AUSGEWÄHLTER AUSZUG:
>>>>

Mittwoch, 27. Juli 2016

Demokratie trotz Hysterie

Die Augsburger Allgemeine berichtet am 27.07. über die Klausurtagung der CSU in St. Quirin:



Die AZ schreibt:
"So soll auf der einen Seite deutlich mehr Geld für zusätzliches Personal und eine bessere Sicherheitsausstattung der Polizei bereitgestellt werden."
Der Bayerische Rundfunk konkretisiert:
"Innenminister Joachim Herrmann (CSU) forderte bereits deutlich mehr Personal. So sollen neben den 300 neuen Polizeistellen, die nach den Anschlägen in Paris beschlossen wurden, noch einmal mehrere Hundert hinzukommen. Die Rede ist von mindestens 500 zusätzlichen Polizei- und 2.000 neuen Ausbildungsstellen. Auch der Verfassungsschutz soll aufgestockt werden. Der Innenminister forderte außerdem mehr Schutzkleidung mit ballistischen Helmen und einer Panzerung, die auch Maschinengewehren standhält, sowie Panzerfahrzeuge."

<<<<

AUFGABEN:
A. Beantworte zum Text über die CSU-Klausurtagung diese Fragen:
(i) Welche Zeitung berichtete, und an welchem Tag?
(ii) Wo fand die Klausurtagung statt?
(iii) Wie viele neue Polizeistellen wurden nach den Anschlägen in Paris beschlossen?
B. Zähle alle Ausrüstungsgegenstände auf, die der Innenminister laut dem Text über die CSU-Klausurtagung zusätzlich forderte.
C. Schreib den Text über die CSU-Klausurtagung im Anschluss an seinen letzten Satz weiter.
Die Daten sind eigenständiges Material.

Zeilen aus einem Zeige-Datensatz:
>>>>

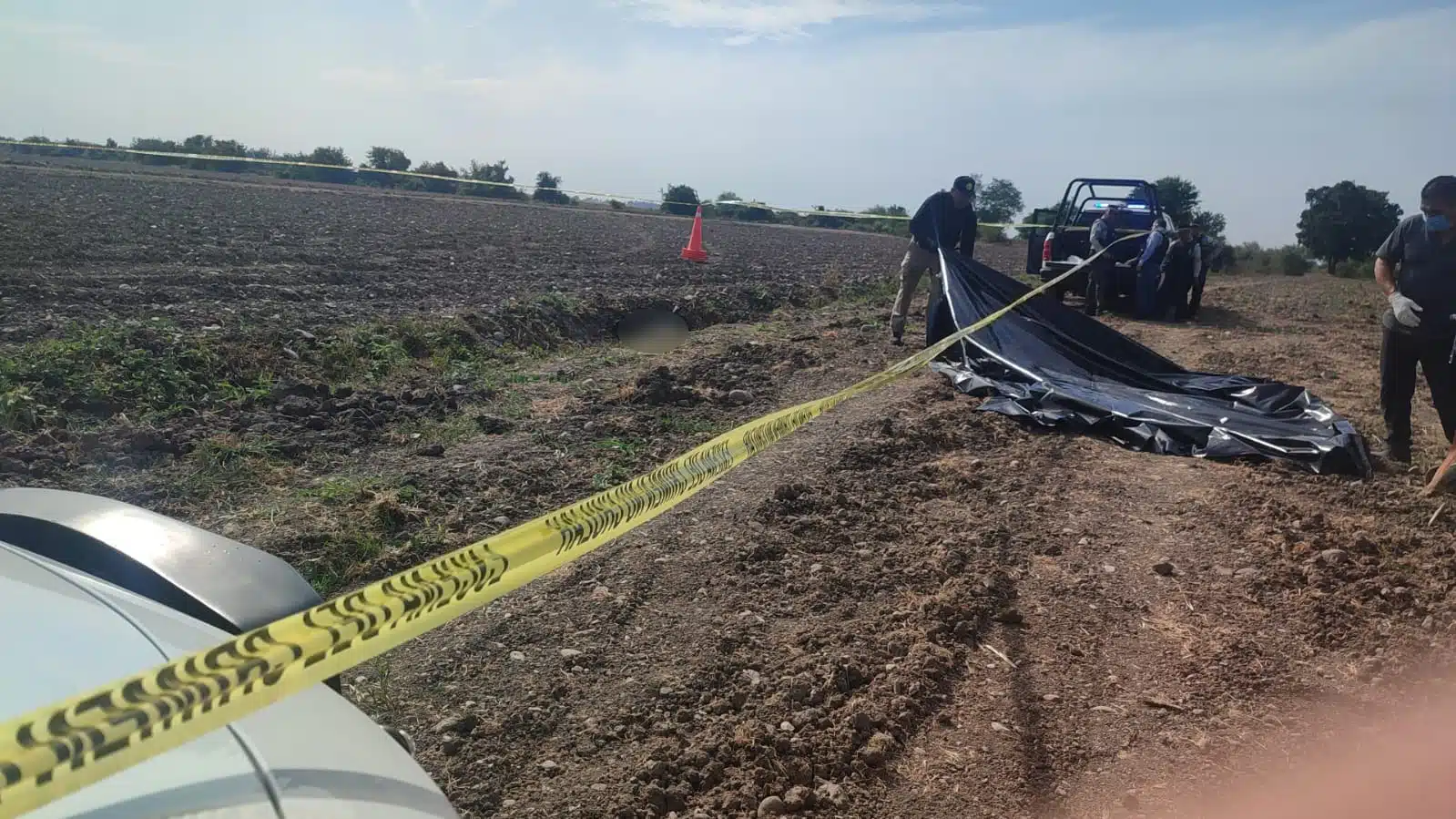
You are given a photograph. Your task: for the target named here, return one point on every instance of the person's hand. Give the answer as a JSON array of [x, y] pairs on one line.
[[1405, 309]]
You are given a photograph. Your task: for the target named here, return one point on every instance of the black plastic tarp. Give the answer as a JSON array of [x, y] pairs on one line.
[[1053, 366]]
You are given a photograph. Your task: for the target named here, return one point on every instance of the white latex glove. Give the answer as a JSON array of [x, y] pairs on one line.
[[1405, 309]]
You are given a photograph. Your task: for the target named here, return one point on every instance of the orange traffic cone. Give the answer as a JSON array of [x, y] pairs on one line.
[[695, 251]]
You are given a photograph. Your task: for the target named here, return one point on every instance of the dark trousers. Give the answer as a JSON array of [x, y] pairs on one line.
[[1101, 284], [1197, 293], [1400, 353], [1174, 293]]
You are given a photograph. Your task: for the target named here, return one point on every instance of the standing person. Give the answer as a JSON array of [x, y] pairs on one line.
[[1101, 291], [1419, 327], [1179, 267], [1205, 258], [945, 221], [1149, 271]]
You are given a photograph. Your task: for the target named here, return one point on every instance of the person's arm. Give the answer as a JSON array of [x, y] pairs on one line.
[[1387, 257], [969, 235], [921, 225], [1154, 241]]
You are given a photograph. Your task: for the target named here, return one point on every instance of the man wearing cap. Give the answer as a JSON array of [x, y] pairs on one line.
[[1203, 257], [1149, 265], [1179, 267], [1419, 327], [945, 221], [1101, 291]]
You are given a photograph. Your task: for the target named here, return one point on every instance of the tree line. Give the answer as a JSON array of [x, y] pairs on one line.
[[1343, 223], [999, 201]]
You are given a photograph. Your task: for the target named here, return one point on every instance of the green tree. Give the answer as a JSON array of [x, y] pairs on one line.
[[999, 201], [887, 210], [497, 175], [1178, 197], [1346, 221], [680, 200], [548, 189], [383, 158], [439, 169], [326, 155], [1213, 223], [1038, 216]]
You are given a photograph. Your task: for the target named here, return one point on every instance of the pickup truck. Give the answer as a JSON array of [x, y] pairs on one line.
[[1069, 238]]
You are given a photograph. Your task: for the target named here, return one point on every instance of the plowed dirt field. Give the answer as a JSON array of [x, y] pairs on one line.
[[911, 609]]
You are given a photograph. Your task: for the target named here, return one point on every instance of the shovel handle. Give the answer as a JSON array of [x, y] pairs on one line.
[[1441, 473]]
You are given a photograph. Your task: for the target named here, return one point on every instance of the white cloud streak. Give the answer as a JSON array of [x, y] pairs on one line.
[[1252, 114], [748, 21]]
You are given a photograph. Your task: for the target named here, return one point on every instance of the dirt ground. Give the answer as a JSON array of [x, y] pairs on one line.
[[911, 609]]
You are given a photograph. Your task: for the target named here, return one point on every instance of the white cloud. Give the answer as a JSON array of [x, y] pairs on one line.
[[753, 19], [1252, 114]]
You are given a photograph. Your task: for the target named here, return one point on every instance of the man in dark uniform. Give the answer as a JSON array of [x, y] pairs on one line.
[[945, 221], [1205, 258], [1179, 267], [1419, 327]]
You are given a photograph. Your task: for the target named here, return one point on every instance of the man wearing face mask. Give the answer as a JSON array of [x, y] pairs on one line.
[[1419, 327]]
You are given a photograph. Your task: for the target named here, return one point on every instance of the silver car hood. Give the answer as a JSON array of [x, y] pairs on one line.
[[306, 757]]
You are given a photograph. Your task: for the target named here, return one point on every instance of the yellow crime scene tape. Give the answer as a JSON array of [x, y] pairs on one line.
[[65, 746], [63, 148], [61, 748]]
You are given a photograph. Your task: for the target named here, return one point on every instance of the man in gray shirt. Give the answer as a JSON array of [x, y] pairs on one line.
[[1419, 327], [1103, 271]]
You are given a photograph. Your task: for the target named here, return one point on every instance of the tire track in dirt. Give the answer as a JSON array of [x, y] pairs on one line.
[[1186, 619], [802, 592]]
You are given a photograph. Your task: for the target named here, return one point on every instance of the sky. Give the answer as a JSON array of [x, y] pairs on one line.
[[794, 102]]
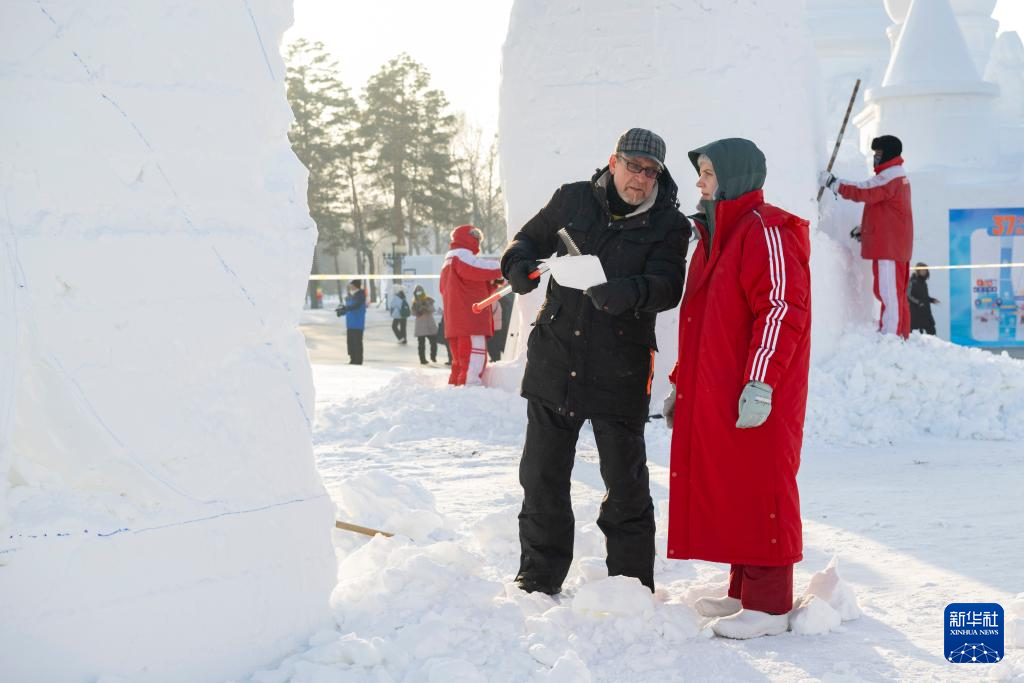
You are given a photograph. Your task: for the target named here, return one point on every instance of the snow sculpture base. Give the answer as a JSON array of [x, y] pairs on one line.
[[161, 516]]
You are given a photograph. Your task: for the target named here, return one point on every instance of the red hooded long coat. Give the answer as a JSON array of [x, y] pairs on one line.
[[465, 280], [745, 315]]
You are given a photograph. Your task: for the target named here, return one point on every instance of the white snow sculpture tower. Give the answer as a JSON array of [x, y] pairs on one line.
[[161, 518], [974, 17], [576, 75], [961, 155], [932, 96]]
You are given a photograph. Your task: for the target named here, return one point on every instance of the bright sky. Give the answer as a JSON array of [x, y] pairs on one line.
[[459, 41]]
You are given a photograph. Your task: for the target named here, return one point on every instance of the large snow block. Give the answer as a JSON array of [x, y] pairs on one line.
[[161, 516]]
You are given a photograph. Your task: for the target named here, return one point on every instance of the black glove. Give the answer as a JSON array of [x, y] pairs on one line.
[[614, 297], [519, 276]]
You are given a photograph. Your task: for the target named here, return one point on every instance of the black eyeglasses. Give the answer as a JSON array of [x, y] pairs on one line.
[[634, 167]]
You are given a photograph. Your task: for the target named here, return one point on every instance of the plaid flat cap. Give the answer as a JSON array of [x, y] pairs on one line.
[[641, 142]]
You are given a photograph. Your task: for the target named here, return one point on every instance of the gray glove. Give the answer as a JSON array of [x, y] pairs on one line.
[[755, 404], [669, 408], [826, 179]]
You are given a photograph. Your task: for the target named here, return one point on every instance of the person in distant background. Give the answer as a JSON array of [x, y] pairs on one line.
[[465, 280], [425, 328], [500, 310], [354, 310], [921, 302], [398, 307], [887, 229]]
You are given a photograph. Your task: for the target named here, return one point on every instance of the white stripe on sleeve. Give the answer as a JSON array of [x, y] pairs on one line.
[[773, 322]]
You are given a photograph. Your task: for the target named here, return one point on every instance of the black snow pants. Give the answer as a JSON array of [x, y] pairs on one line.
[[546, 522]]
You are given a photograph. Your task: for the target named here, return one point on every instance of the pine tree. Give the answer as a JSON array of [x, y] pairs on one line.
[[476, 169], [408, 137]]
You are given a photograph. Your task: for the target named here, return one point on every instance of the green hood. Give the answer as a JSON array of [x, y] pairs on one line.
[[739, 166]]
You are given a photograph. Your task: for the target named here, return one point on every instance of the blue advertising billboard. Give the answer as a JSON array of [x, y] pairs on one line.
[[986, 304]]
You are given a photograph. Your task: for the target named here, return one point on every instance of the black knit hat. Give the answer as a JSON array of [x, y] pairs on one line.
[[889, 145]]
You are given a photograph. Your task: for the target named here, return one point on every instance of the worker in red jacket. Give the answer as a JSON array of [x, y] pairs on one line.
[[886, 229], [740, 392], [465, 280]]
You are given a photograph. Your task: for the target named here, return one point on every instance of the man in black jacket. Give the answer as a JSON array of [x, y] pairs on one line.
[[591, 356]]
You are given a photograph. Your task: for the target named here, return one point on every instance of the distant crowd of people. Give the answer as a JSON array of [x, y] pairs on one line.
[[452, 325]]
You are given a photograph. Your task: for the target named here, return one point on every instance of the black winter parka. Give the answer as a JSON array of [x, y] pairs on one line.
[[581, 361]]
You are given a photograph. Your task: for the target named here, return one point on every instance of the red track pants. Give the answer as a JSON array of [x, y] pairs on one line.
[[469, 357], [763, 589], [891, 280]]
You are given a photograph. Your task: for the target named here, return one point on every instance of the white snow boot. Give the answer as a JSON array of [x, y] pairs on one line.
[[751, 624], [723, 606]]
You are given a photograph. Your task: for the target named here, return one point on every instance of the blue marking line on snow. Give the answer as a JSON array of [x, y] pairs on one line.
[[127, 529]]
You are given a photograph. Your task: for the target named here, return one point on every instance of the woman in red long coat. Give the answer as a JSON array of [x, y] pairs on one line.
[[740, 392]]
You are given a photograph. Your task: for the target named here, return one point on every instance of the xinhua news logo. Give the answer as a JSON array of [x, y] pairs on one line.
[[974, 633]]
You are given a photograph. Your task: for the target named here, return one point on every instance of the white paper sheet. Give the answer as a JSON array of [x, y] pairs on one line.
[[578, 272]]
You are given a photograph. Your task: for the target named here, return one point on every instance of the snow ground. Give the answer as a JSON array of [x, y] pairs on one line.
[[918, 513]]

<<<<

ANTWORTEN:
A.
(i) Die Augsburger Allgemeine, am 27.07.
(ii) In St. Quirin.
(iii) 300.

B. Schutzkleidung, ballistische Helme, eine Panzerung, die auch Maschinengewehren standhält, Panzerfahrzeuge

C.
Es ist richtig, die Sicherheitsbehörden ausreichend zu dimensionieren und ihnen auch die notwendige Ausrüstung zur Verfügung zu stellen. Wenn mit schwer bewaffneten Aggressoren zu rechnen ist, ist eine martialisch anmutende Ausrüstung notwendig. Andererseits: Sind das nicht die Polizeistellen, die vor Jahren von der CSU eingespart wurden?
Nach dem Amoklauf in München hat Bundesinnenminister de Maizière zu "Achtsamkeit und Besonnenheit aufgerufen", wie beispielsweise Wallstreet:online berichtet. Gegen diesen richtigen Aufruf richtet sich Seehofer, wie die AZ schreibt:
"Besonnenheit und Ruhe seien in schwierigen Situationen zwar wichtig. 'Mit Zuversicht allein stellen sie aber den inneren Frieden nicht her', warnte er. 'Die Menschen sind aufgewühlt und brauchen eine befriedigende Antwort der Politik.'"
Aus der CSU kommen weiterreichende Forderungen:
"Dabei dürfe auch 'eine Abschiebung in Krisengebiete kein Tabu sein', findet Herrmann. 'Es ist den Menschen nicht zuzumuten, mit ihren Steuergeldern solchen Straftätern den Aufenthalt zu finanzieren.'"
"Justizminister Bausback verlangte vom Bund zudem eine Verlängerung der Vorratsdatenspeicherung sowie eine verschärfte Verfolgung islamistischer Propaganda im Internet. Grundsätzlich müsse Kriminalität im Internet härter verfolgt werden, findet Bausback."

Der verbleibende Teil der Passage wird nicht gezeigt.